DOCUMENT SEGMENT →
>>>>

Pushing aggregate demand when an economy stubbornly won't respond with a typical economic free market cycle is what it is all about. The dam building, road construction, new administrations, regs and so on are to keep the cycle from bottoming out. One may not agree with that economic approach but it isn't Fascism.

Big subject, but I hardly think the new deal was all about pump priming. That didn't really take until WW2 anyway. Early pump priming effectiveness was offset by witch hunting punishment of business to sate populist yobs, smothering regulation, and bloat of the public sector. Although FDR was against public unions, he layed the groundwork for that being the logical conclusion for the developed world where (as in Greece) the public sector owns the citizens instead of vice versa.

 

I'll admit it's an oversimplification of course but pump-priming by the government certainly is a core element of the ND, Keynesian economics is nothing if not that. [EDIT: I'll add that priming the pump has been a description of the New Deal from high school through grad school. They don't do that anymore? ]

 

As many economists have stated the economy was on the mend until the opposition gained control of spending in Congress and tightened the fiscal noose around '37 causing things to get worse again. A solid majority of economic historians and economists (aggregated) don't believe the gov't made the Great Depression worse. LINK

 

That whole argument ('government made the depression worse') has been a recent phenomena that I think panders to groups eager for justifications against government interference in contemporary society.

 

There is speculation not evidence that regulation constricted growth circa the mid-30s or that scattered anti-business policies around some states significantly effected it either. The 'bloat' of the public sector; dams, roads and other construction was what was pushing demand, that was the point of it all. The post 1940 boom due to war production is Keynesian economics on steroids. The post-war economy was able to soak up production of those industries who could make the switch to civilian/consumer goods to answer the pent-up demand.

 

But whatever the merits of our arguments on the effectiveness of gov't involvement in the depression calling it akin or a fellow traveler to Fascism couldn't be more wrong IMHO.

<<<<

SUPPLIED MATERIAL →
>>>>

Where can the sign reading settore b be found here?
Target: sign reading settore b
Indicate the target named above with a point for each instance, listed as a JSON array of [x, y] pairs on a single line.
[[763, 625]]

<<<<

SHORT EXERCISE →
Using the New Deal discussion, answer each question on its own line:
1. Around what year did the opposition tighten the fiscal noose, according to the discussion?
2. What did FDR oppose, according to the discussion?
3. What does the discussion call the post-1940 boom due to war production?

EXERCISE OUTPUT →
1. Around '37.
2. Public unions.
3. Keynesian economics on steroids.